Aim of the exercise:
Could you transcribe all of the data word for word?

Supplied information:
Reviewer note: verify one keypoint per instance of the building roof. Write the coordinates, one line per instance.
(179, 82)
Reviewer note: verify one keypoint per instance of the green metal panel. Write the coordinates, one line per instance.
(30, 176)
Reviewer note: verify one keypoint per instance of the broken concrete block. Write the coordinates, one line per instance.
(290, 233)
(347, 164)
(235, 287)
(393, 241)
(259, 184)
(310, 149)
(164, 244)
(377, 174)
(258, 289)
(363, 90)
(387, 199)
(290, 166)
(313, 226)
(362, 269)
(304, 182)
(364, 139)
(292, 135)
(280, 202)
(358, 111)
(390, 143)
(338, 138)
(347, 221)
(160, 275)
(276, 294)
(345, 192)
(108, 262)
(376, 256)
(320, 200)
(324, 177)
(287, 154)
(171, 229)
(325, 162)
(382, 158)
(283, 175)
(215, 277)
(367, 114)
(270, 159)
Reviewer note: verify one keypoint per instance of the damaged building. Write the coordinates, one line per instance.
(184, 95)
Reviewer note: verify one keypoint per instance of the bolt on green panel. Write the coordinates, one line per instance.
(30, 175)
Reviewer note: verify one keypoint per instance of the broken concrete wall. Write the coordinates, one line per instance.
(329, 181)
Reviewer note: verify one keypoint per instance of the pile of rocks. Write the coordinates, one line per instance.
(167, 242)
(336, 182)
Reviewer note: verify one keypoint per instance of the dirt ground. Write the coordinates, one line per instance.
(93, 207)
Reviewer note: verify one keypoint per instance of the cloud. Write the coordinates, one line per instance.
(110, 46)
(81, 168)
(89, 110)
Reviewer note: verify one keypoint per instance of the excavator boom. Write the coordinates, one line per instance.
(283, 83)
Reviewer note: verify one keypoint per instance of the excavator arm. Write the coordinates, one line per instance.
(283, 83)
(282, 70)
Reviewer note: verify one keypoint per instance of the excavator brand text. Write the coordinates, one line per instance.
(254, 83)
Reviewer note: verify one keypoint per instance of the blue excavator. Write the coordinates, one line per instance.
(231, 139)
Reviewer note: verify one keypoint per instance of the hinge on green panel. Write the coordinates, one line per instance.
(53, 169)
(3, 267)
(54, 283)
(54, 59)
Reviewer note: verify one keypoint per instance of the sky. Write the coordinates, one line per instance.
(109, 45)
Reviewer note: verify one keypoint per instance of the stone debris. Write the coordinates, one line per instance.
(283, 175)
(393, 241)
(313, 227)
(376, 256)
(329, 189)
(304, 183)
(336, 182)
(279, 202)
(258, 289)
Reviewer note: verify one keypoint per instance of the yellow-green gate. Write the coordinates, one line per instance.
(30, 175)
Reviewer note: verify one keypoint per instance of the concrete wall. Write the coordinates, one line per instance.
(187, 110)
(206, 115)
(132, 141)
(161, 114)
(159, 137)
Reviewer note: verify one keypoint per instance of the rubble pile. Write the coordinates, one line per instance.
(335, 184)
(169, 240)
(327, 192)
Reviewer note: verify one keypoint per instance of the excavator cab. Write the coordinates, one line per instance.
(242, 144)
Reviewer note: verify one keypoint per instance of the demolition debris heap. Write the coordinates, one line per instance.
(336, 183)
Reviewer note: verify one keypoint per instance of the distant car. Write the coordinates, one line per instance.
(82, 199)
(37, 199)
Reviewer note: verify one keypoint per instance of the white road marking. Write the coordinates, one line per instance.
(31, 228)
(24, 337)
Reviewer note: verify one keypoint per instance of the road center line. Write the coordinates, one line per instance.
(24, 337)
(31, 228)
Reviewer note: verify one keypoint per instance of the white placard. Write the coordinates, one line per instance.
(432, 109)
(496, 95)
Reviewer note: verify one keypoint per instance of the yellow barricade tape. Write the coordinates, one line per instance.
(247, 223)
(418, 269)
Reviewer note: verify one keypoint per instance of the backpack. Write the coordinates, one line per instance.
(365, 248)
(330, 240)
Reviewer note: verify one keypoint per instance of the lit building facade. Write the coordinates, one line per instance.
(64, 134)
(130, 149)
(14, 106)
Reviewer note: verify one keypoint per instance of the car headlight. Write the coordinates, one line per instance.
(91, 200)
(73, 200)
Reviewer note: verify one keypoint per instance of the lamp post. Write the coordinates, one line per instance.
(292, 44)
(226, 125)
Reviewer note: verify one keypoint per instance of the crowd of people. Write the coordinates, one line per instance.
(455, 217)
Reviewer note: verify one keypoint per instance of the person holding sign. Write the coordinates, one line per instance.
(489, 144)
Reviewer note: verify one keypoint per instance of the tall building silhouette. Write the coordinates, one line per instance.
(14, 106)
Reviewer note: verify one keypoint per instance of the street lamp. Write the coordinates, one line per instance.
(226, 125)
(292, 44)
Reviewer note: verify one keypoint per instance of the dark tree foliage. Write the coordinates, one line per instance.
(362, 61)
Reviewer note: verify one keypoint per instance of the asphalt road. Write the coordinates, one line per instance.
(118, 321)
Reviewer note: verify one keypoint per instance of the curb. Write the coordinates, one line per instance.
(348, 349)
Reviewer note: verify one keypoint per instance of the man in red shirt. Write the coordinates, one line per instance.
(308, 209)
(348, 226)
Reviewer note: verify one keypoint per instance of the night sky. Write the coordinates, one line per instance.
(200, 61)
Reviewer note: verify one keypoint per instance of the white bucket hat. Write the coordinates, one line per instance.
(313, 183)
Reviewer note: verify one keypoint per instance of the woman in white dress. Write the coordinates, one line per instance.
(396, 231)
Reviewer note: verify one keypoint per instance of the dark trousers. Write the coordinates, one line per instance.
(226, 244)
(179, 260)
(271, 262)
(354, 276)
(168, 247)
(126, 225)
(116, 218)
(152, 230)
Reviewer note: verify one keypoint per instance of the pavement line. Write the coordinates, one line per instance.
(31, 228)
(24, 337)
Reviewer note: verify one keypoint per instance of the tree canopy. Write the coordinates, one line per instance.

The completed task:
Reviewer note: verify one keypoint per instance of the building roof. Write the coordinates, one line per instance.
(179, 82)
Reviewer note: verify one keypoint per instance of the green metal panel. Write the coordinates, one line per instance.
(30, 176)
Reviewer note: verify one keypoint per instance of the broken concrete block. Write the coordinates, one line per instance.
(290, 233)
(347, 164)
(235, 287)
(393, 241)
(259, 184)
(310, 149)
(164, 244)
(377, 174)
(258, 289)
(363, 90)
(387, 199)
(290, 166)
(313, 226)
(362, 269)
(304, 182)
(364, 139)
(292, 135)
(280, 202)
(358, 111)
(390, 143)
(338, 138)
(347, 221)
(160, 275)
(276, 294)
(345, 192)
(108, 262)
(376, 256)
(320, 200)
(324, 177)
(287, 154)
(171, 229)
(325, 162)
(382, 158)
(283, 175)
(215, 277)
(367, 114)
(270, 159)
Reviewer note: verify one keypoint per instance of the damaged building. Write the coordinates, one line per instance.
(184, 95)
Reviewer note: verify one keypoint per instance of the bolt on green panel. Write the coordinates, one line per instance.
(30, 175)
Reviewer note: verify one keypoint per instance of the broken concrete wall. Write the coordinates, one line per instance.
(329, 181)
Reviewer note: verify one keypoint per instance of the pile of rocks. Write the coordinates, one line per instance.
(167, 242)
(336, 182)
Reviewer note: verify one keypoint per instance of the dirt ground. Write the coordinates, one line per instance.
(93, 207)
Reviewer note: verify one keypoint per instance of the cloud. Write the coordinates, one line per instance.
(110, 46)
(81, 168)
(89, 110)
Reviewer note: verify one keypoint per instance of the excavator boom. Write the coordinates, one line per instance.
(283, 83)
Reviewer note: verify one keypoint per instance of the excavator arm. Write the coordinates, one line per instance.
(283, 83)
(282, 70)
Reviewer note: verify one keypoint per instance of the excavator brand text. Write the coordinates, one line per instance.
(254, 83)
Reviewer note: verify one keypoint per instance of the blue excavator. Write the coordinates, one line per instance.
(231, 139)
Reviewer note: verify one keypoint per instance of the hinge on green panel. Write the coordinates, one line per instance.
(53, 169)
(3, 267)
(54, 283)
(54, 59)
Reviewer note: verify one keypoint per instance of the sky. Write the coordinates, one line per instance.
(109, 45)
Reviewer note: verify one keypoint per instance of the stone debris. Write the coordinates, one line per instance.
(283, 175)
(393, 241)
(313, 227)
(376, 256)
(329, 189)
(304, 183)
(336, 182)
(279, 202)
(258, 289)
Reviewer note: verify one keypoint per instance of the yellow-green gate. Write the coordinates, one line per instance.
(30, 175)
Reviewer note: verify one keypoint per instance of the concrete wall. Write the coordinates, one line per instance.
(187, 110)
(206, 115)
(132, 141)
(161, 114)
(159, 137)
Reviewer note: verify one keypoint per instance of the rubble pile. Write the coordinates, one line per instance.
(335, 184)
(169, 240)
(327, 192)
Reviewer note: verify one keypoint per instance of the excavator cab. Write the coordinates, one line per instance.
(242, 144)
Reviewer note: verify one keypoint per instance of the demolition debris heap. Write the coordinates, one line per instance.
(336, 183)
Reviewer note: verify one keypoint per instance of the distant car. Write the coordinates, one line per instance.
(82, 199)
(37, 199)
Reviewer note: verify one keypoint per instance of the white road marking. Write the coordinates, one line per instance.
(31, 228)
(24, 337)
Reviewer note: verify one keypoint per instance of the road center line. Write the coordinates, one line per instance.
(24, 337)
(31, 228)
Reviewer note: verify one keypoint per instance of the white placard. Write the coordinates, one line per instance.
(432, 109)
(496, 95)
Reviewer note: verify one keypoint per instance of the yellow barricade tape. Write the coordinates, one line per instance.
(247, 223)
(418, 269)
Reviewer note: verify one keypoint per instance of the backpack. Write the coordinates, one line per instance.
(365, 248)
(330, 240)
Reviewer note: verify one keypoint per instance of the lit building facade. Write the coordinates, one line per instance.
(64, 134)
(130, 149)
(14, 106)
Reviewer note: verify one keypoint per instance of the car headlight. Write the coordinates, one line per instance.
(91, 200)
(73, 200)
Reviewer note: verify one keypoint per instance of the lamp post. Write the coordinates, one line per instance.
(292, 44)
(226, 125)
Reviewer note: verify one keypoint per instance of the crowd of people. Write the coordinates, one line per instance.
(455, 217)
Reviewer note: verify one keypoint per instance of the person holding sign. Write the coordinates, one line per instance.
(489, 144)
Reviewer note: verify one keypoint per instance of the tall building silhouette. Write the coordinates, one line per instance.
(14, 106)
Reviewer note: verify one keypoint per instance of the street lamp. Write the coordinates, one line per instance.
(226, 125)
(292, 44)
Reviewer note: verify one keypoint per instance of the dark tree foliage. Write the coordinates, one line per instance.
(362, 61)
Reviewer note: verify one keypoint per instance of the asphalt road. Write the coordinates, one line per instance.
(118, 321)
Reviewer note: verify one keypoint per instance of the curb. Write the coordinates, one line per instance.
(348, 349)
Reviewer note: verify one keypoint per instance of the man in red shirt. Write the coordinates, one line per instance.
(308, 209)
(348, 226)
Reviewer note: verify one keypoint per instance of the night sky. Write the coordinates, one line per instance.
(200, 61)
Reviewer note: verify one keypoint per instance of the white bucket hat. Write the coordinates, one line per instance.
(313, 183)
Reviewer note: verify one keypoint per instance of the woman in white dress. Write the coordinates, one line per instance.
(396, 231)
Reviewer note: verify one keypoint per instance of the dark trousers. Write the coordinates, one line per instance.
(226, 244)
(179, 260)
(271, 262)
(354, 276)
(168, 247)
(126, 225)
(116, 218)
(152, 230)
Reviewer note: verify one keypoint per instance of the pavement line. Write the coordinates, one line per instance.
(31, 228)
(24, 337)
Reviewer note: verify one keypoint per instance of the tree canopy. Write the coordinates, one line per instance.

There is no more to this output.